*** Supplied material ***

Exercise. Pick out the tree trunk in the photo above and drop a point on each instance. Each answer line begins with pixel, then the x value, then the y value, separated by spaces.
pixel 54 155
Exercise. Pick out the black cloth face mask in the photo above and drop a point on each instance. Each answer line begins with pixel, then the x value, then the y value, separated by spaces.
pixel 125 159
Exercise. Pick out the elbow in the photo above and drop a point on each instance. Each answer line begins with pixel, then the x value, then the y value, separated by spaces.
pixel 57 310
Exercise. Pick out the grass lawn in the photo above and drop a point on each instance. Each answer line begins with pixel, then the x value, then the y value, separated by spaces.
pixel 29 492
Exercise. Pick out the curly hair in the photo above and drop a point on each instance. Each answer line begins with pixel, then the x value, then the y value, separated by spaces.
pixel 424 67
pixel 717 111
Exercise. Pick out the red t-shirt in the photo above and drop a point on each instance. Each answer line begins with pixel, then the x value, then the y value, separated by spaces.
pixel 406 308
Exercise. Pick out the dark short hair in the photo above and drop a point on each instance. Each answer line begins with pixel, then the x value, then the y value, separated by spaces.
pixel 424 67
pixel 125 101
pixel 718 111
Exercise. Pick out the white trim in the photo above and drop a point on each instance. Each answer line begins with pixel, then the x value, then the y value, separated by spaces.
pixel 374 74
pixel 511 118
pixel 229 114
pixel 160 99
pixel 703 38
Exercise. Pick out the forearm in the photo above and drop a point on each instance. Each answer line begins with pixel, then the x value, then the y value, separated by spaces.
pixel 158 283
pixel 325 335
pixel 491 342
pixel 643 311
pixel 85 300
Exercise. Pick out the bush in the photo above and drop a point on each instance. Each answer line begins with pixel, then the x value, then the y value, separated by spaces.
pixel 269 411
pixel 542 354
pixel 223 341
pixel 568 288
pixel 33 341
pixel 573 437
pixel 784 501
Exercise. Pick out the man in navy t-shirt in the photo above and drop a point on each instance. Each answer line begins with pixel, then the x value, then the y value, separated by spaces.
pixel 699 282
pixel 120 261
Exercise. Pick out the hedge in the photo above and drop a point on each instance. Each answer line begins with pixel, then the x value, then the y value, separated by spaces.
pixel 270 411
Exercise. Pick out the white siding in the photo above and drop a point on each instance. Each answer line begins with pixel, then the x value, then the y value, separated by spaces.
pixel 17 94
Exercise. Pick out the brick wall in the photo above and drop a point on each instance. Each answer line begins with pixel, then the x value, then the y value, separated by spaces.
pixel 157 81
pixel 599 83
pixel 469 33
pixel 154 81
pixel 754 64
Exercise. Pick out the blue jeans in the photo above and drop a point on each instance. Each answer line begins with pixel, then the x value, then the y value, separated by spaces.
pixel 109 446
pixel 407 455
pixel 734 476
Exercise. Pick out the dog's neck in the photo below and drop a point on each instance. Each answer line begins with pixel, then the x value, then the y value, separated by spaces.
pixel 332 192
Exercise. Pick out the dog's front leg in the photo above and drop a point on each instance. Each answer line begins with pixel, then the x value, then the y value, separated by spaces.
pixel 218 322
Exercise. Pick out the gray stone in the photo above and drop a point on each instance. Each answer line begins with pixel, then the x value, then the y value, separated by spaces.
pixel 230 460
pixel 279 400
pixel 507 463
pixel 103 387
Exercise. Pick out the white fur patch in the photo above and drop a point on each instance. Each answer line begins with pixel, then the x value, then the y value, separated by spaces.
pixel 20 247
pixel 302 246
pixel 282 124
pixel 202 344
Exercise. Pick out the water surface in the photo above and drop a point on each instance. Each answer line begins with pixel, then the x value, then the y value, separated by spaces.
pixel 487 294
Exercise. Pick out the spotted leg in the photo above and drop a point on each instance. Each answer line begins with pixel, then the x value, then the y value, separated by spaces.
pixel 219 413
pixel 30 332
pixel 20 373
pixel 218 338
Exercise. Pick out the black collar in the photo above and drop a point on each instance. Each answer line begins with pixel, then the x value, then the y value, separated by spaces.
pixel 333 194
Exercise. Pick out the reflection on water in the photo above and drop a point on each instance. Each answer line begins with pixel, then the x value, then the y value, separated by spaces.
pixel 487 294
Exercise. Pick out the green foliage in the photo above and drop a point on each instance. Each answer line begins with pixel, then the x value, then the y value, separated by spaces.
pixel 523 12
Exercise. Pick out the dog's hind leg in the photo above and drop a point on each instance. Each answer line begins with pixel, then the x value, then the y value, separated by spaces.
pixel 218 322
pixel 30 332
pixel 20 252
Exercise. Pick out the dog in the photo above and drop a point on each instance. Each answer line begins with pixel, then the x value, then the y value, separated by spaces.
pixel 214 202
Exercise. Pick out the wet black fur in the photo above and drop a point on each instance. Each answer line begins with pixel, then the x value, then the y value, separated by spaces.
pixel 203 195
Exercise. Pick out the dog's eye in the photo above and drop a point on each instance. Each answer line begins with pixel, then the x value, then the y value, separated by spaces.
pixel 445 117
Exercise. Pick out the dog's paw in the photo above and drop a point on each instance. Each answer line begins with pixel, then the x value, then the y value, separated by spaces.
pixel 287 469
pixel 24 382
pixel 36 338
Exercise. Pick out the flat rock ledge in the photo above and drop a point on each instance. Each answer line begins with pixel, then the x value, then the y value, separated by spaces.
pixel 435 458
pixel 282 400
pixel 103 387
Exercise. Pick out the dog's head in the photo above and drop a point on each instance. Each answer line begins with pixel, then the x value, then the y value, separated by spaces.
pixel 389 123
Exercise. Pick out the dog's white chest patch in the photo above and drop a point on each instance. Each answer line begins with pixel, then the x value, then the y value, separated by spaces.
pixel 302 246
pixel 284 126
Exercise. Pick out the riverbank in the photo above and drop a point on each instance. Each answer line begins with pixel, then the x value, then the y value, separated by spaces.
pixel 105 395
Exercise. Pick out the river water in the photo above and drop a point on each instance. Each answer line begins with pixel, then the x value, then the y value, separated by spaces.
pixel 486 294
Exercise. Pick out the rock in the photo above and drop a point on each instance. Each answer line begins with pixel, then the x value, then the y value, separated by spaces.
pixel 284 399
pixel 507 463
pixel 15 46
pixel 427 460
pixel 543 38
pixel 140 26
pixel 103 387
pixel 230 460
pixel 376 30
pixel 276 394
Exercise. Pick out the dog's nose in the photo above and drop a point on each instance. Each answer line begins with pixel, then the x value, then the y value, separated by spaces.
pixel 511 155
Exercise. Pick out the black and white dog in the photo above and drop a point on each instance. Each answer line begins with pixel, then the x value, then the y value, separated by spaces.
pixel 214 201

***

__Directions for this task__: Give back exactly the lines running from the line containing "Exercise. Pick out the dog's nose" through the end of the material above, both included, and nothing beyond them.

__Output of the exercise__:
Exercise. Pick out the dog's nose in the photo above and drop a point on each instance. Each answer line begins with pixel, then the x value, then the y value, separated by spaces.
pixel 511 155
Exercise. Pick out the black and white dog in the photo above and drop a point on each instance. Each answer line begins with pixel, then the x value, then the y value, separated by spaces.
pixel 214 201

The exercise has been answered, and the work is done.